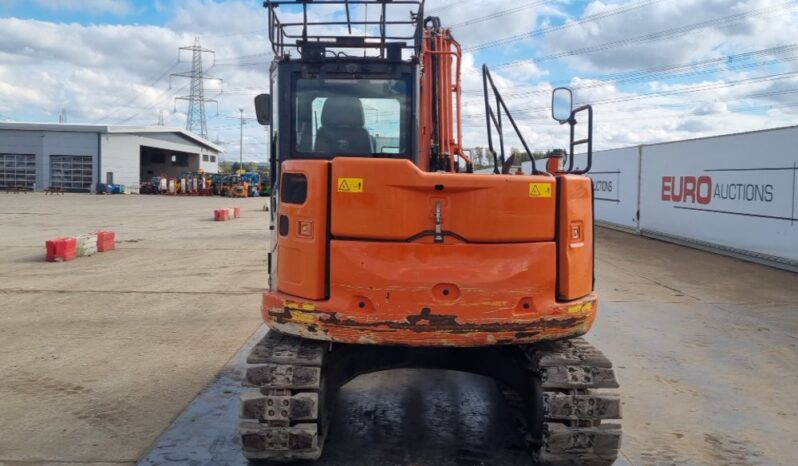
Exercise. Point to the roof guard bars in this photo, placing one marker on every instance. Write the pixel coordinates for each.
(288, 35)
(495, 119)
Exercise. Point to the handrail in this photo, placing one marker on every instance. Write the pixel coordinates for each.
(496, 119)
(282, 36)
(589, 140)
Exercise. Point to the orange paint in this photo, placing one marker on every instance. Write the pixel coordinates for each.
(576, 236)
(399, 201)
(302, 250)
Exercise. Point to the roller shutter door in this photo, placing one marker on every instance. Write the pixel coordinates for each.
(17, 170)
(73, 173)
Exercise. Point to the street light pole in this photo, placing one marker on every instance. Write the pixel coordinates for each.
(241, 145)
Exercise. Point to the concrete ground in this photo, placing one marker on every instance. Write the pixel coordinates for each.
(99, 356)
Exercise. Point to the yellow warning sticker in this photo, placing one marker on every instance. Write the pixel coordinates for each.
(300, 306)
(350, 185)
(302, 318)
(539, 190)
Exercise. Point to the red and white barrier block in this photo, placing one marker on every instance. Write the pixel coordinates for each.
(65, 249)
(223, 215)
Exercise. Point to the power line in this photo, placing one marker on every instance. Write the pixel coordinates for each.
(499, 14)
(151, 83)
(623, 99)
(654, 36)
(546, 30)
(660, 71)
(153, 103)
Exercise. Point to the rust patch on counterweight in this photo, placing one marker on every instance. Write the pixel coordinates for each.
(426, 322)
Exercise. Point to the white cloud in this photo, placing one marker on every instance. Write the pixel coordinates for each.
(108, 72)
(115, 7)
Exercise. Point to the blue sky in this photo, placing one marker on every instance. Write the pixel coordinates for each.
(655, 69)
(101, 12)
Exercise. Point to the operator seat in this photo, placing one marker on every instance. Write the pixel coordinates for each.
(343, 128)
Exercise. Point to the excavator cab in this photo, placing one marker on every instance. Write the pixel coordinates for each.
(389, 251)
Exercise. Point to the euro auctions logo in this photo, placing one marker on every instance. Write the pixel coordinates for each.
(703, 190)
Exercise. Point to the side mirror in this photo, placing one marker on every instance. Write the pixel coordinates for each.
(562, 104)
(263, 109)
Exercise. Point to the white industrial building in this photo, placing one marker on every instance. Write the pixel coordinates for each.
(77, 157)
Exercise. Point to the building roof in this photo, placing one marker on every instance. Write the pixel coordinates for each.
(108, 129)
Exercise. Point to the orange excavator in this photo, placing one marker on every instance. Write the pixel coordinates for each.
(388, 251)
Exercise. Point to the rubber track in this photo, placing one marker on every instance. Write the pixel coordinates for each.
(280, 413)
(573, 412)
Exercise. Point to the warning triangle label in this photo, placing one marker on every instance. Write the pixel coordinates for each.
(350, 185)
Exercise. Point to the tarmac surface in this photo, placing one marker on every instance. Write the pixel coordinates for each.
(101, 358)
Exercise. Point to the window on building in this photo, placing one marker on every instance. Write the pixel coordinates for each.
(180, 160)
(17, 170)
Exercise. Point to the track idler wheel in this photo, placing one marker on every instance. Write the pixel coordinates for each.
(574, 432)
(282, 411)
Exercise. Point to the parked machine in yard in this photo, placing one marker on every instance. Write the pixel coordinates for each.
(389, 252)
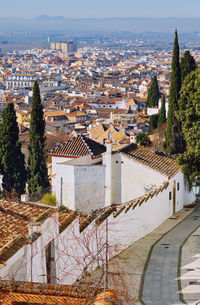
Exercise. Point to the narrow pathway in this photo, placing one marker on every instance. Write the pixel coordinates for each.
(160, 282)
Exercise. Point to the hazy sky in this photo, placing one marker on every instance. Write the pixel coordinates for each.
(100, 8)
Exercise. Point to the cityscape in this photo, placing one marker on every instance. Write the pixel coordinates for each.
(99, 154)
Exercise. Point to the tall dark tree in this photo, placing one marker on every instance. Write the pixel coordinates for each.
(153, 94)
(189, 116)
(173, 136)
(188, 64)
(37, 169)
(12, 159)
(162, 114)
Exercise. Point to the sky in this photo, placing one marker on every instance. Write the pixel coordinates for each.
(100, 8)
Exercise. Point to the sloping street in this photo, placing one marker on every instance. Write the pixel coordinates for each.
(161, 278)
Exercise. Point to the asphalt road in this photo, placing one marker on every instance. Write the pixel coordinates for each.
(160, 281)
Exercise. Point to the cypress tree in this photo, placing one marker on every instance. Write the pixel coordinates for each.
(162, 114)
(153, 94)
(173, 136)
(188, 64)
(12, 159)
(37, 169)
(189, 116)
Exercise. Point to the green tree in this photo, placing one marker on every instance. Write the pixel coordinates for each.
(12, 159)
(143, 139)
(162, 114)
(189, 117)
(153, 94)
(188, 64)
(173, 136)
(154, 121)
(37, 169)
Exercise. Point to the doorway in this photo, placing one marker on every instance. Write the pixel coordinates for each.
(174, 197)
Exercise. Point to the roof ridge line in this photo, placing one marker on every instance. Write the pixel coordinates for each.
(82, 137)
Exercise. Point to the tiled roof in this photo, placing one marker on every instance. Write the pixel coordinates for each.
(14, 220)
(41, 293)
(156, 160)
(104, 135)
(96, 131)
(118, 136)
(79, 146)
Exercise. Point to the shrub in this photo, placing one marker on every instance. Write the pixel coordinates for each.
(49, 199)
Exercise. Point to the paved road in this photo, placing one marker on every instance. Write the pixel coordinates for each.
(160, 282)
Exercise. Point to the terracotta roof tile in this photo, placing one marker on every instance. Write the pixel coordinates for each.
(163, 163)
(79, 146)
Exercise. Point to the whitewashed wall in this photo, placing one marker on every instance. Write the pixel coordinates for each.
(89, 187)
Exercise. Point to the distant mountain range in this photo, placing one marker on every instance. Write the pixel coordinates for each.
(131, 24)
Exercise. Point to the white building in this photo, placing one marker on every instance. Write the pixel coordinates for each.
(136, 188)
(78, 175)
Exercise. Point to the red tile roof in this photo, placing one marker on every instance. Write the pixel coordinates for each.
(77, 147)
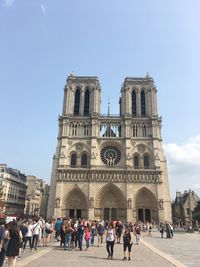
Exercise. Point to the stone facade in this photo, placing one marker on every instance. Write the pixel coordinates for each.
(13, 190)
(36, 197)
(183, 207)
(110, 167)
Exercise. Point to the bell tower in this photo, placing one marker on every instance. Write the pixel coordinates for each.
(81, 96)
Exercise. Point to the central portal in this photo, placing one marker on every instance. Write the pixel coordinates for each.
(111, 203)
(110, 214)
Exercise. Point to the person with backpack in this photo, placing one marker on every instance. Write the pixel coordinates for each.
(93, 233)
(128, 238)
(68, 235)
(36, 232)
(138, 233)
(29, 234)
(87, 235)
(100, 232)
(24, 229)
(4, 239)
(80, 233)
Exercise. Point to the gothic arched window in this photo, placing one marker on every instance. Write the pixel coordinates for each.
(136, 162)
(77, 102)
(84, 160)
(134, 105)
(87, 102)
(143, 103)
(73, 160)
(146, 162)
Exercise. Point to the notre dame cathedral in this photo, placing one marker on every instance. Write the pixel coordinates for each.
(110, 167)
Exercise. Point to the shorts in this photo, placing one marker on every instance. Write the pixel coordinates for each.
(127, 245)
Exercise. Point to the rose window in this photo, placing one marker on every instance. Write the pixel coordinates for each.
(110, 155)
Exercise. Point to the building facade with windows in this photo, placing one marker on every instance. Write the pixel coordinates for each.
(183, 207)
(110, 167)
(13, 190)
(36, 197)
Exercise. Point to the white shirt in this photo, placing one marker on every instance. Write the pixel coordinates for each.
(110, 235)
(30, 230)
(36, 228)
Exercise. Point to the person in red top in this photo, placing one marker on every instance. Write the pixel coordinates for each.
(87, 235)
(138, 233)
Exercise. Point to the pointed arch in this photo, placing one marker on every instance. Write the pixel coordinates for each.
(84, 160)
(111, 202)
(76, 203)
(146, 161)
(87, 102)
(134, 103)
(77, 102)
(146, 205)
(73, 160)
(143, 103)
(136, 163)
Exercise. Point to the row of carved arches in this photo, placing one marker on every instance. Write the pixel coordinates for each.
(142, 161)
(110, 203)
(135, 103)
(75, 162)
(86, 104)
(139, 162)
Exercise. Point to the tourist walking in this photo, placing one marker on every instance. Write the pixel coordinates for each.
(36, 232)
(100, 232)
(161, 230)
(48, 229)
(87, 236)
(68, 235)
(138, 233)
(58, 225)
(14, 243)
(29, 234)
(110, 241)
(128, 238)
(80, 233)
(93, 233)
(119, 231)
(4, 239)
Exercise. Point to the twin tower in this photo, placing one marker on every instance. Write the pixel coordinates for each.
(110, 167)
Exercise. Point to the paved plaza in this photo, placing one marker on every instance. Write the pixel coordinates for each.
(182, 250)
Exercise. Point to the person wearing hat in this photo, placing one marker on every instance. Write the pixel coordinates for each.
(128, 238)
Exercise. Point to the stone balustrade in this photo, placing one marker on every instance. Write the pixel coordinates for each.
(116, 176)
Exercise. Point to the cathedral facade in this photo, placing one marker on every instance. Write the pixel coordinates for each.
(110, 167)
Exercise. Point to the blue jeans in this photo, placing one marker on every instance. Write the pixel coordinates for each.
(68, 239)
(2, 256)
(80, 241)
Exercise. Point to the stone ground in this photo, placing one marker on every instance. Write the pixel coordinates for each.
(184, 247)
(182, 250)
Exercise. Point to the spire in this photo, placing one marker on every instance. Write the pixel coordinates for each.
(108, 106)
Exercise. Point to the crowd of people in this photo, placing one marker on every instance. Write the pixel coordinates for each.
(18, 236)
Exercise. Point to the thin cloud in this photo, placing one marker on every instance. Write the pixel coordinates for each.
(43, 8)
(7, 3)
(184, 165)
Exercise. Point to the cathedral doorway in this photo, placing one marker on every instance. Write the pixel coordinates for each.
(146, 206)
(110, 204)
(76, 204)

» **EXERCISE BRIEF**
All lines from the one containing "Exercise. Point to the stone ground" through the final line of the listing above are to be reproduced exactly; include both and add nothing.

» **OUTPUT OF THE TASK**
Exercise. Point to the stone ground in this photo, placing one marker on every instance. Write the pixel coordinates for each.
(184, 247)
(182, 250)
Exercise. Point to the spire in this photo, placing one marker on every instance. Write the pixel coordinates for each.
(108, 106)
Exercise. Point to the crowd of people in this photo, placing one marker on every instance. Write the pixel coordinates for each.
(18, 236)
Exercise. Point to the thin cloud in this photo, placing one marker on every instance. Write the pixel coordinates for each.
(43, 8)
(7, 3)
(184, 165)
Exercise. Point to the cathedral doorway in this photo, placing one marker on every instance. Write the pixel coordinates for each.
(146, 206)
(110, 204)
(76, 204)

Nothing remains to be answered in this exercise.